**EXERCISE INPUT**
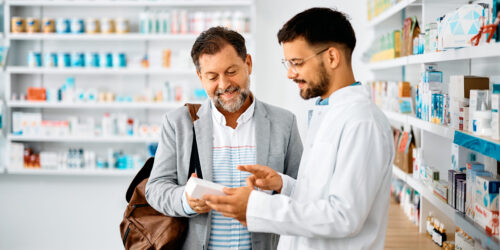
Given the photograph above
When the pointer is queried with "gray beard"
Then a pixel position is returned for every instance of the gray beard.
(232, 106)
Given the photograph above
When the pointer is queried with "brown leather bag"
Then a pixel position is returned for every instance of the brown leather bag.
(142, 226)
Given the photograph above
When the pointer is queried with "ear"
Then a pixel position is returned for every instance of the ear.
(334, 57)
(248, 62)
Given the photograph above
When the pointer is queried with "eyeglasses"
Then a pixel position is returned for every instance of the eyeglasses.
(297, 62)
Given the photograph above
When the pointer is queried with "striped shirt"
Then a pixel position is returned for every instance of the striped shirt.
(231, 147)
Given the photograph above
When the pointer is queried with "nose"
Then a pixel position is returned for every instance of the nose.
(291, 73)
(223, 82)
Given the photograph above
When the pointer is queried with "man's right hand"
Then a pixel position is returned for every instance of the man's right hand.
(199, 206)
(263, 177)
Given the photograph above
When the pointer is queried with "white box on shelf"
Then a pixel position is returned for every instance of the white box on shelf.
(495, 115)
(16, 159)
(196, 188)
(48, 160)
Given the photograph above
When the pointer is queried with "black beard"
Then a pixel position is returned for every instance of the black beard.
(317, 89)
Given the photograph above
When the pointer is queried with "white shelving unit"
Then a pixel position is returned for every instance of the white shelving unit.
(483, 51)
(100, 71)
(390, 12)
(436, 129)
(424, 190)
(129, 3)
(436, 139)
(87, 139)
(128, 81)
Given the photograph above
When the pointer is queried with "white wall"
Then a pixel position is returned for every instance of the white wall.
(60, 212)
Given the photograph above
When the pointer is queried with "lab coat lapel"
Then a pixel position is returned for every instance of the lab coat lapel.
(262, 132)
(204, 139)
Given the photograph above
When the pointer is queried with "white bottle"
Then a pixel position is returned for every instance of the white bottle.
(106, 125)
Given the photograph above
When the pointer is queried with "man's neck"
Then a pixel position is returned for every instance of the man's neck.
(340, 81)
(231, 118)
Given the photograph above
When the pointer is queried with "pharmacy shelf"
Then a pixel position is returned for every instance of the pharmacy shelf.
(483, 145)
(111, 105)
(129, 3)
(88, 139)
(425, 191)
(99, 71)
(475, 231)
(397, 8)
(483, 51)
(437, 129)
(70, 172)
(106, 37)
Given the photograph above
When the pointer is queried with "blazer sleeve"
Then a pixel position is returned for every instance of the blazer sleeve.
(162, 190)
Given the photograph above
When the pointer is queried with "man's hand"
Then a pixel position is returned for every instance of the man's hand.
(233, 205)
(263, 177)
(199, 206)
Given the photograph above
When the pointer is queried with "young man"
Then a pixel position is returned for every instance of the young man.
(233, 128)
(340, 199)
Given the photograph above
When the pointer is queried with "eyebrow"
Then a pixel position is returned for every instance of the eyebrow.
(210, 72)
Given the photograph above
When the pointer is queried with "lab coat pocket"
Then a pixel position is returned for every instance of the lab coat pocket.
(276, 162)
(321, 166)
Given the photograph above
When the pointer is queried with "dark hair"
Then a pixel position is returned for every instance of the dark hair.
(213, 40)
(320, 26)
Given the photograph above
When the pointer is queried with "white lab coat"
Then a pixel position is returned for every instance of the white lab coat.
(340, 199)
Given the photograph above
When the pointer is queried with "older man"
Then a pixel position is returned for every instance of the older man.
(340, 199)
(233, 128)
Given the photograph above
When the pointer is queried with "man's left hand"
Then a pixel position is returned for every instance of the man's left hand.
(234, 204)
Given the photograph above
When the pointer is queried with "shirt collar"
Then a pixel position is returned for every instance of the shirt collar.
(324, 102)
(245, 117)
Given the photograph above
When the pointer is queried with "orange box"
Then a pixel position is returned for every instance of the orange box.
(37, 94)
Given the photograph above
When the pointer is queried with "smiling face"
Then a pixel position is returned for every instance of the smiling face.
(226, 78)
(311, 76)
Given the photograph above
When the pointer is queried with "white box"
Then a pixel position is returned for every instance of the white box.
(196, 188)
(495, 116)
(16, 157)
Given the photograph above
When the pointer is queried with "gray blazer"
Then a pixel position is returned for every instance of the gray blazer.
(278, 146)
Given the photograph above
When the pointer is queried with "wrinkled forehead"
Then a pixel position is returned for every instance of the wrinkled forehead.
(220, 61)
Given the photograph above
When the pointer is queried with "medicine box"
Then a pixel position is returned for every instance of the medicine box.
(487, 192)
(461, 85)
(486, 219)
(441, 190)
(196, 188)
(495, 112)
(471, 190)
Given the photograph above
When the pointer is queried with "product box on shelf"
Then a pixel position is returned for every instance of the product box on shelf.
(453, 177)
(487, 192)
(411, 30)
(459, 26)
(460, 85)
(478, 110)
(471, 190)
(16, 155)
(404, 89)
(486, 219)
(461, 186)
(404, 149)
(495, 111)
(440, 190)
(459, 156)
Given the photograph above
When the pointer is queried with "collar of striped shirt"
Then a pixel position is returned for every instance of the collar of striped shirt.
(245, 117)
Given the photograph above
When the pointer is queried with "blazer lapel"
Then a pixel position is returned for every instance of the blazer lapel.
(204, 134)
(263, 132)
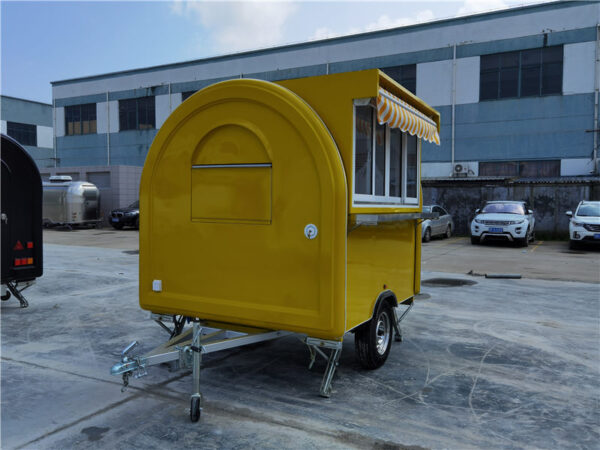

**PROBLEM TO WORK ON**
Please collect every line in the entries above that contains the string "forehead". Case counts.

**SOLUTION TO THE EXERCISE**
When the pointer is queried with "wrinkled forehead"
Then a pixel position is returned for every instance of the wrinkled forehead.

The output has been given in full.